start
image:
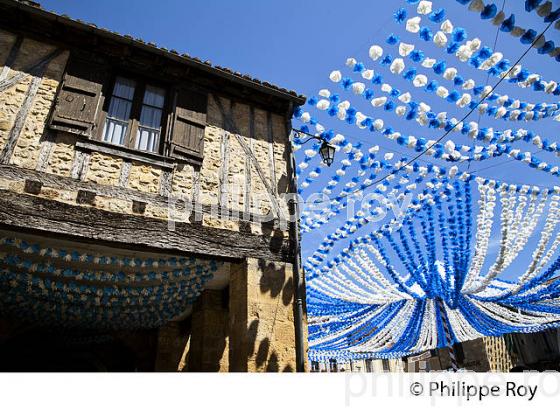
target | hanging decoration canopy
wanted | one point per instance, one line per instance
(396, 290)
(378, 299)
(79, 289)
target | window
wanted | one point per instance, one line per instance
(131, 113)
(134, 115)
(333, 366)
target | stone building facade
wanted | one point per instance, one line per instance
(191, 175)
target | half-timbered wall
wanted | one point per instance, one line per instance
(244, 166)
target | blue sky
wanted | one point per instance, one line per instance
(296, 44)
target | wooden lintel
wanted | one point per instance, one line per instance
(28, 213)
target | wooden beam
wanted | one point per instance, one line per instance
(11, 58)
(14, 173)
(271, 153)
(19, 122)
(42, 216)
(47, 146)
(248, 162)
(233, 127)
(35, 69)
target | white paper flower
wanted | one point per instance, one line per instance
(413, 24)
(379, 101)
(464, 100)
(440, 39)
(476, 5)
(335, 76)
(405, 49)
(499, 18)
(405, 98)
(375, 52)
(442, 92)
(323, 105)
(469, 84)
(447, 27)
(424, 7)
(368, 74)
(386, 88)
(397, 66)
(358, 88)
(450, 73)
(351, 62)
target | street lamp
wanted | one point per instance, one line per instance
(327, 153)
(327, 150)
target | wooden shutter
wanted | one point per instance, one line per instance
(78, 99)
(189, 123)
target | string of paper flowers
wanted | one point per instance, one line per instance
(473, 51)
(526, 36)
(80, 289)
(378, 292)
(365, 305)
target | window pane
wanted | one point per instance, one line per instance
(147, 136)
(124, 88)
(120, 106)
(154, 96)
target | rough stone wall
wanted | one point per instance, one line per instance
(209, 350)
(104, 169)
(261, 317)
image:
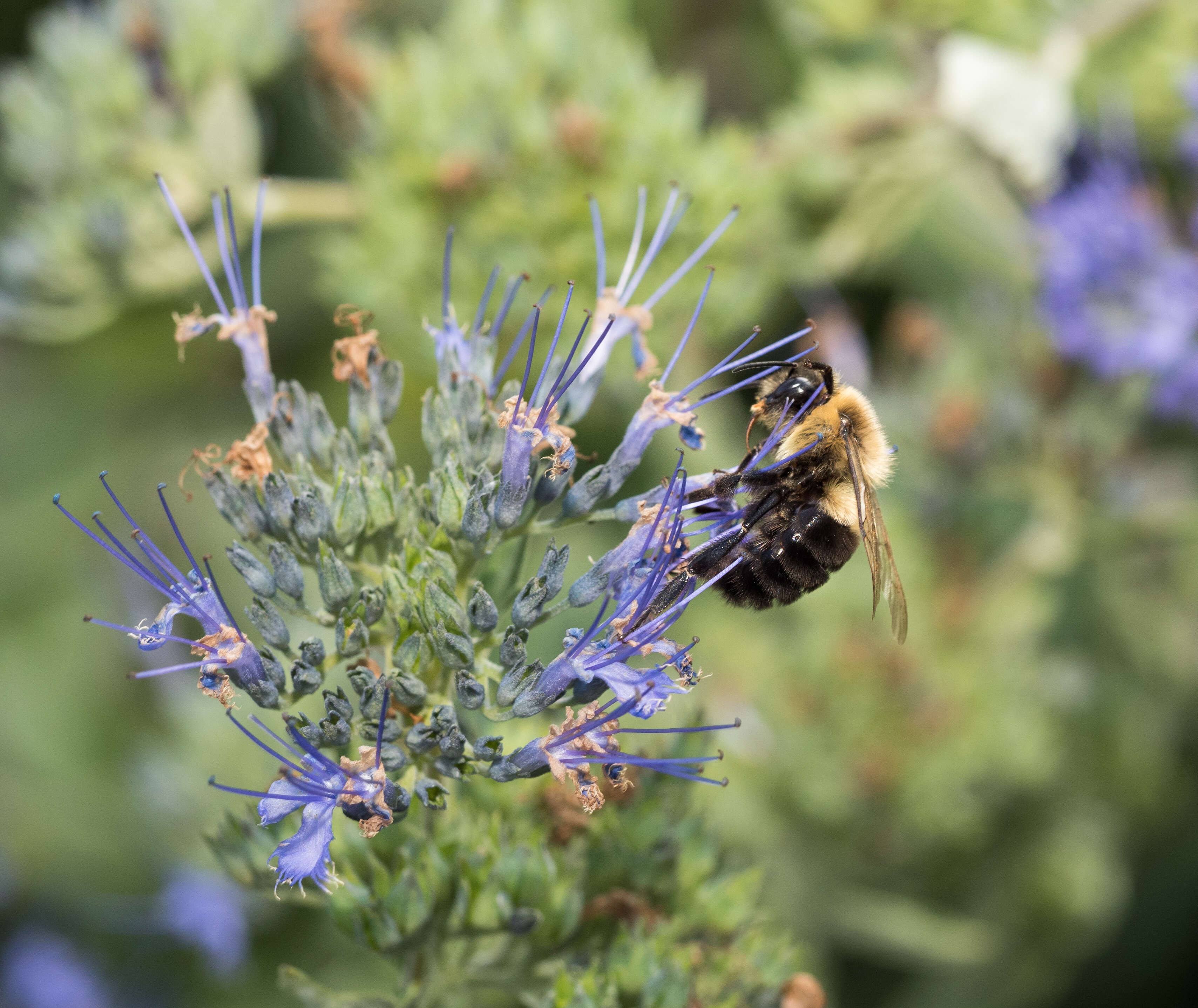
end
STATED GOAL —
Can you copy the material word for word, starting at the line that contains "target | wooden shutter" and ending at the end of the material, with both ends included and the pictures left out?

TASK RESULT —
target | wooden shutter
wanted | one point per instance, one line per instance
(78, 99)
(189, 123)
target | string of paper flowers
wanted | one point per instance, one line per instance
(473, 51)
(526, 36)
(80, 289)
(378, 292)
(365, 305)
target | window pane
wanted | one point per instance, one line per instance
(147, 136)
(124, 88)
(120, 106)
(154, 96)
target | rough stone wall
wanted | one point per instance, one line per instance
(209, 350)
(104, 169)
(261, 317)
image:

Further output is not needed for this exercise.